• _PROBLEM DETAILS_: Could you give everything from the line containing "Note: in this drill the class marks the herb" down through the last of the rows as a Markdown table with the columns Number and Line, leaving out any blank lines?

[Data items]
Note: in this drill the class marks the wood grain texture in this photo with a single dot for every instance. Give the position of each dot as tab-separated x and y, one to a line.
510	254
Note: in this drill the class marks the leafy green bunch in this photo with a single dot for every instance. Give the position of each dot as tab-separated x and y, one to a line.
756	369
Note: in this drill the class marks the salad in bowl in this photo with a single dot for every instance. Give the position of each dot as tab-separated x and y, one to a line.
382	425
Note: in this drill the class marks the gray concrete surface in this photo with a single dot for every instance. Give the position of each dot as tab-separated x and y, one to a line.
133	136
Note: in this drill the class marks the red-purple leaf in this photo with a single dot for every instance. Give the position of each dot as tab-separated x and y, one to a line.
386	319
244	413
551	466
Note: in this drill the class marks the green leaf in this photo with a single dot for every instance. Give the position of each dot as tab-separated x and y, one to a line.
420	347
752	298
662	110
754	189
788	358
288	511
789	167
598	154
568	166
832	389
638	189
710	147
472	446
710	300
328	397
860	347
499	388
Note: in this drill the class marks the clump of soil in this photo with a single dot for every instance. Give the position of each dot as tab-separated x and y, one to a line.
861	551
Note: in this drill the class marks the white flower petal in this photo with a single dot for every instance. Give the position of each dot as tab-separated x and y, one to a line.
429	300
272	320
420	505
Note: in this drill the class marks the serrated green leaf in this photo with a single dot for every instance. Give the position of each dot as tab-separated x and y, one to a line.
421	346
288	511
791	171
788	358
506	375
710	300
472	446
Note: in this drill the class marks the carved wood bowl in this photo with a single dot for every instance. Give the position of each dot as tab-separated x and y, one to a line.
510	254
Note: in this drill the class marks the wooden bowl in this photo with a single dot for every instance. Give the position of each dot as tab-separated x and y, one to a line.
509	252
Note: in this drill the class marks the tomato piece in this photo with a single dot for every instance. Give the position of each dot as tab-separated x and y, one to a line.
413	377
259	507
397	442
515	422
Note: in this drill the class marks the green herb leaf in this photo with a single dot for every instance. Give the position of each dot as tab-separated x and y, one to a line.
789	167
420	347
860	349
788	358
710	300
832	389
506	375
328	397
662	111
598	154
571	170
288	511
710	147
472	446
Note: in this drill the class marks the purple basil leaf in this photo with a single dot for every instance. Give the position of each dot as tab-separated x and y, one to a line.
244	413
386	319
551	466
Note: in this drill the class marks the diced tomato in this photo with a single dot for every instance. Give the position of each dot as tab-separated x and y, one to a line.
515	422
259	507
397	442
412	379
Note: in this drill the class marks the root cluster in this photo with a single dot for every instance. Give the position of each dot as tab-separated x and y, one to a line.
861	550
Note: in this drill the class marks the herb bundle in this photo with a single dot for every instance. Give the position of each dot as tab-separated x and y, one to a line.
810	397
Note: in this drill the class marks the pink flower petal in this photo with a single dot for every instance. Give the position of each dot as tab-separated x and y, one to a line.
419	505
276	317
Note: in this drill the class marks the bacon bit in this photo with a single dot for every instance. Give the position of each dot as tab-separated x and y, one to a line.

• _EXERCISE ANSWER_:
| Number | Line |
|---|---|
| 1 | Note: in this drill the class marks the herb bundle in this photo with a single dot for every instance. Give the position of each dot as tab-separated x and y, one to a line. |
| 2 | 810	397 |
| 3 | Note: in this drill the class marks the pink flower petal in this photo with a single dot for every instance. Give the position of each dot as tab-separated x and y, one to a line. |
| 4 | 419	505 |
| 5 | 276	317 |
| 6 | Note: in this drill the class marks the bacon bit in this photo with a single dot for every instance. Give the position of each dot as tab-separated x and y, one to a line. |